**Directive:** Give back the listing below word for word, omitting the pictures.

--------------------------------------------------

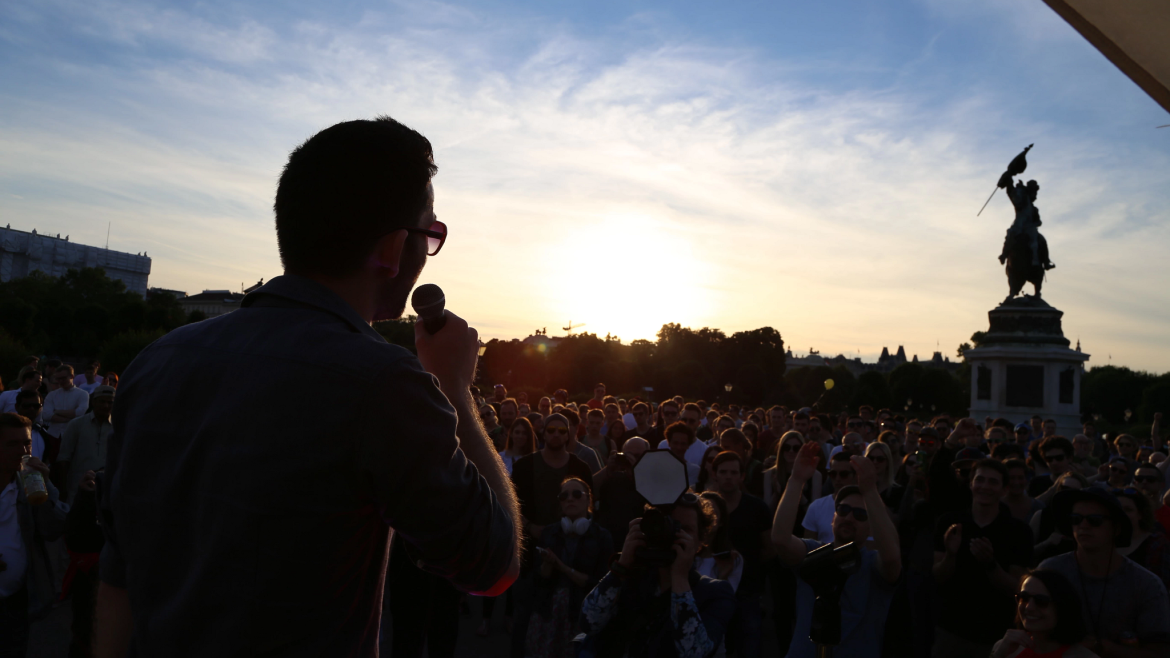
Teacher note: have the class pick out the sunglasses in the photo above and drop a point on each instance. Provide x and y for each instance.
(436, 234)
(1095, 520)
(859, 513)
(1040, 600)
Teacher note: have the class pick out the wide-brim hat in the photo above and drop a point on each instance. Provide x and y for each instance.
(1062, 506)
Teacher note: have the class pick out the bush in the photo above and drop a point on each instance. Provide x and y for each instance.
(118, 351)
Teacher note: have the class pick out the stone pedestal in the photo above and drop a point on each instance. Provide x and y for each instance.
(1023, 367)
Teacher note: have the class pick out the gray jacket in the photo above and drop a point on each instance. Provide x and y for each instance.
(40, 523)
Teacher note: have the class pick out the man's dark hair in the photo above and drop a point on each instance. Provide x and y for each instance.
(572, 416)
(724, 457)
(25, 395)
(679, 427)
(1069, 619)
(345, 187)
(846, 492)
(14, 420)
(1057, 443)
(991, 465)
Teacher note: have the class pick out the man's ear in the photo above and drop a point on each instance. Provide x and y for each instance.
(387, 252)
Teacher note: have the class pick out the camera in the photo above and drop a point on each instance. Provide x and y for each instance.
(661, 479)
(660, 528)
(826, 569)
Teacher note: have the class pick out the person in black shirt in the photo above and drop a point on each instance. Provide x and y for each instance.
(246, 522)
(750, 526)
(981, 554)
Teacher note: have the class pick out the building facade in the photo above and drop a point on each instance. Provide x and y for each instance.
(22, 253)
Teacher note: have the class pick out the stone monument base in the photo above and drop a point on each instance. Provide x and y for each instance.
(1023, 367)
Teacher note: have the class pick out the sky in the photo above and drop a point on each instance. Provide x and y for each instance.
(811, 166)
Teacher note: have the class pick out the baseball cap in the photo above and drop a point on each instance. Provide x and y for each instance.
(102, 391)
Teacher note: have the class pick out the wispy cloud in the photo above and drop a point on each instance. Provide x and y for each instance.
(590, 179)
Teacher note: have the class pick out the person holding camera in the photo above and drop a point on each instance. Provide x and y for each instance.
(867, 593)
(646, 607)
(572, 557)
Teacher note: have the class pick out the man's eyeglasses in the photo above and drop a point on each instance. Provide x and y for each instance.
(1095, 520)
(436, 234)
(1040, 600)
(859, 513)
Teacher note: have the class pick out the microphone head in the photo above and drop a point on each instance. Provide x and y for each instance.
(428, 301)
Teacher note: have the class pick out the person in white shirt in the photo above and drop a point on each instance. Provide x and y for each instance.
(29, 379)
(89, 379)
(818, 521)
(63, 404)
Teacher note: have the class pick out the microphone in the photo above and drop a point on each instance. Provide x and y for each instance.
(428, 302)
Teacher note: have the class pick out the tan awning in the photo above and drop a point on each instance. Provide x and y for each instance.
(1133, 34)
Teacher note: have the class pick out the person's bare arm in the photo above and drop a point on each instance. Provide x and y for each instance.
(790, 549)
(112, 622)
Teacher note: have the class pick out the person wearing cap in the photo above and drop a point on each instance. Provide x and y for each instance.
(858, 512)
(84, 441)
(981, 554)
(1127, 608)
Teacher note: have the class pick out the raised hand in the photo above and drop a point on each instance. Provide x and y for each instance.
(865, 471)
(954, 539)
(806, 461)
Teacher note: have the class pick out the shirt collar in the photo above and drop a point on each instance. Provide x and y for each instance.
(305, 290)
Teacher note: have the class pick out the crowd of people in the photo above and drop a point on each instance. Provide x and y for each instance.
(924, 537)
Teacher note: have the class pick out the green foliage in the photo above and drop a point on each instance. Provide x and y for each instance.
(121, 350)
(398, 331)
(1110, 390)
(80, 312)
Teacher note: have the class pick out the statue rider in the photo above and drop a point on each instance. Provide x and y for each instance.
(1027, 221)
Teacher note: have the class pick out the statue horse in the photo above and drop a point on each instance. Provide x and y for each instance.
(1019, 264)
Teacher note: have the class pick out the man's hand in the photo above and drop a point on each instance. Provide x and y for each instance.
(38, 465)
(451, 355)
(685, 548)
(864, 468)
(954, 539)
(983, 550)
(634, 540)
(805, 464)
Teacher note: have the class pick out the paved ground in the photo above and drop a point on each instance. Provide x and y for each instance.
(50, 636)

--------------------------------------------------

**Written response:**
Teacher note: have the class pick out the sunglasses in the photo above and drop a point on each instance. Provide x and y for each instance.
(436, 234)
(1095, 520)
(859, 513)
(1040, 600)
Teacher note: have the class pick out the wide-brim hat in the photo above and drop a point on each instance. Provide x and y for each instance.
(1062, 506)
Teacher note: have the class pick out the bush in the photo above and drop a point on each instance. Provide x and y for each instance.
(118, 351)
Teacher note: have the class pick out the stone pedestal in the photo above and drop a point on each instance. Provide x and y for each instance.
(1023, 367)
Teacher note: have the class pick out the gray jacket in the photo above and drop a point on each instance. Provide x and y for each instance.
(40, 523)
Teacher note: have the class pick out the man's dark hair in the photo above and drop a point on each instance. Provide x and y for each instance.
(572, 416)
(724, 457)
(25, 395)
(679, 427)
(1069, 619)
(345, 187)
(846, 492)
(14, 420)
(1057, 443)
(991, 465)
Teacher note: have the class pick out the man's ear in the photo above and drop a point on each instance. Provide x and y for each instance.
(387, 252)
Teacher note: have the class pick out the camera in the photo above and drop a point on each instance. Provide x and y for each instance.
(661, 479)
(660, 528)
(826, 569)
Teacher note: have the class pick out the person in black shirt in the photo above and drop a point on each instance. Provide x and y for each instance.
(246, 522)
(750, 526)
(981, 554)
Teacher note: have the class pick out the building facade in the photo above and drop a point on each instance. Provide x and y for each instance.
(22, 253)
Teacher note: have the class pick out the stone monument base in the photo above and drop a point on each instance. Provide x and y for each instance.
(1023, 367)
Teacher note: have the class pick out the sky in the photo above and drop a point on each instance. Provide x and y for each instance.
(811, 166)
Teacher note: have the class pick out the baseball cap in the photo above and drop a point on each instance. Provide x and y for each instance.
(102, 391)
Teacher note: have the class pick out the wispy cloud in the photo above and drop a point on each instance. Provide x and y for each instance.
(590, 179)
Teacher note: have the class pick out the person holding camera in the photo above and drop a point on each instance. Provide x and y for each instance.
(867, 593)
(646, 607)
(572, 557)
Teacher note: have the class pick out the man's eyeglasses in the photo above and drop a point on each instance. Provide x and y for each instance.
(1095, 520)
(436, 234)
(1040, 600)
(859, 513)
Teacher note: have the class pick out the microphone head in the photo above and drop a point on each instance. Provide x and y for each instance.
(428, 301)
Teacher note: have the class pick out the person in white shirt in the photo above and drop a point on each instance. Provide x and y for each instance.
(29, 379)
(89, 379)
(818, 521)
(63, 404)
Teacher note: have the class pick out the microphone in the photo above and drop a point on each instance. Provide x and y for each instance.
(428, 302)
Teacher note: have the class pick out the tan awning in the photo above and drop a point on each instance. Provide x and y for each instance.
(1133, 34)
Teacher note: have the class pick out the person's bare arm in the photo above and drop a point on each instance. Provide x and y for each instance.
(790, 549)
(112, 622)
Teacher note: have the class pick out the person wearing cap in the photo above and drop a point on each instance. Provide x and y for each instance.
(858, 512)
(84, 441)
(981, 554)
(1127, 608)
Teacher note: have the class pick out the raised hand in the photo above and drop a point on each instance. Provide x and y for each instance.
(865, 471)
(954, 539)
(806, 461)
Teacher note: have the class pick out the shirt collar in the photo above and drop a point on each instance. Provide x and y for each instance.
(305, 290)
Teacher note: have the class pick out the crowd of people in the photo above and drop a point on each instance. Provide x and y for each instance.
(924, 537)
Teacher note: have the class pick out the green foliage in the photo above and drop a point on each instance. Provide x and y for each instance.
(121, 350)
(398, 331)
(1110, 390)
(80, 312)
Teacher note: have the class pick out the statue rider in the photo above and drop a point on each instance. Provide x and y for each instance.
(1027, 221)
Teacher note: have the class pick out the statue horse in the photo above and drop a point on each instance. Provide x and y for each instance.
(1019, 264)
Teacher note: have the class pick out the man's hand in the photo above and drop a point on each instance. Provide x and y for each instance.
(38, 465)
(451, 355)
(685, 548)
(864, 468)
(954, 539)
(983, 550)
(634, 540)
(805, 464)
Teacher note: have the class pick out the paved ground in the photo above and drop a point on each instance. Provide x and y for each instance.
(50, 636)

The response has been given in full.